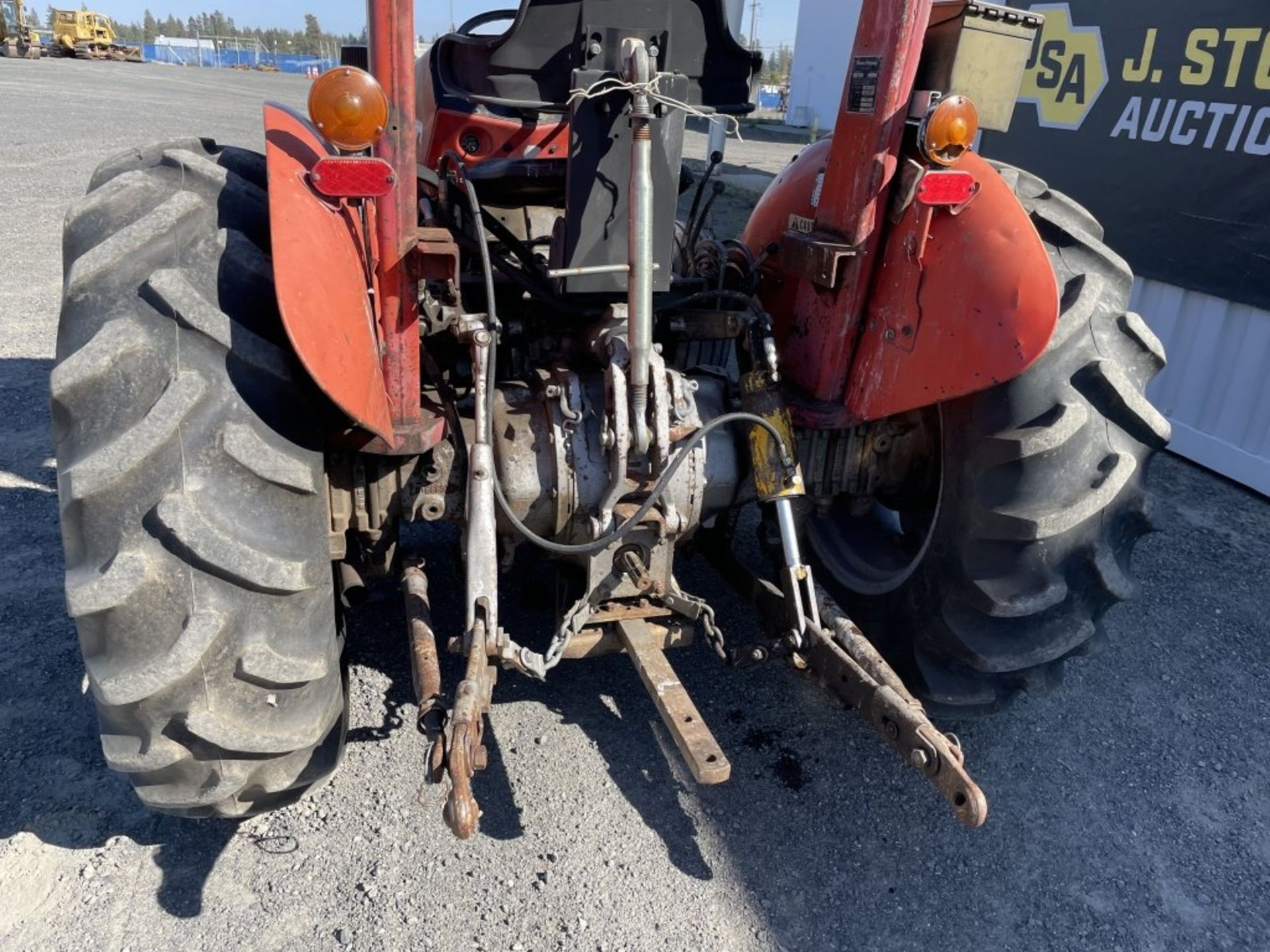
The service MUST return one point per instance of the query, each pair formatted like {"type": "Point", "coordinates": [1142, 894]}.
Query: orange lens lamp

...

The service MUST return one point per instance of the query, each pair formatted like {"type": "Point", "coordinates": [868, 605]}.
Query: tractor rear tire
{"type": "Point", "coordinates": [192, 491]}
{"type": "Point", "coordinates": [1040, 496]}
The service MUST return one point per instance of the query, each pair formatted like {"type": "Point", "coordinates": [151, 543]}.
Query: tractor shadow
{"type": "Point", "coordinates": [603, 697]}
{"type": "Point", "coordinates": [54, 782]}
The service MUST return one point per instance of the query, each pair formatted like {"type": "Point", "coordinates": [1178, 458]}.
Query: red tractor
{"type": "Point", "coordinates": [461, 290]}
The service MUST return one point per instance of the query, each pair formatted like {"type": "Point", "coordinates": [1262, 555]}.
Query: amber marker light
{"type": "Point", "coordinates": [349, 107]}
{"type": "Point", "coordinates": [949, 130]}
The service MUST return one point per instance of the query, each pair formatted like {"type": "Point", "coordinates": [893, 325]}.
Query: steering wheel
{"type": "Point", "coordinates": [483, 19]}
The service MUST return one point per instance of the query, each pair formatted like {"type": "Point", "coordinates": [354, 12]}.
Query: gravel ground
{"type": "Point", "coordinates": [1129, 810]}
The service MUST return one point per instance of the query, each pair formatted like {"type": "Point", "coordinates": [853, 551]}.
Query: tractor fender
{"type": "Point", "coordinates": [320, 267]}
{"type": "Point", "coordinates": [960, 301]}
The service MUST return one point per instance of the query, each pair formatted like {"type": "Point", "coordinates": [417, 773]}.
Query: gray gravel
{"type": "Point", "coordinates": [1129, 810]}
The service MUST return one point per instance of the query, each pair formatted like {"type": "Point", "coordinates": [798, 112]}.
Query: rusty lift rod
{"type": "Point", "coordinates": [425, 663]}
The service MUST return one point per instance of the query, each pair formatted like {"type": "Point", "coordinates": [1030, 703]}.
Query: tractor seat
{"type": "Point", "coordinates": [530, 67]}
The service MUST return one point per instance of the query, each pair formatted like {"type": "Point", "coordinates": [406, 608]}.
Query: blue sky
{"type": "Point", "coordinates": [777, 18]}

• GOAL: From the data above, copy every line that contains the word "gravel", matching case exactly.

• WRITTEN RESPONSE:
Query: gravel ground
Query: gray gravel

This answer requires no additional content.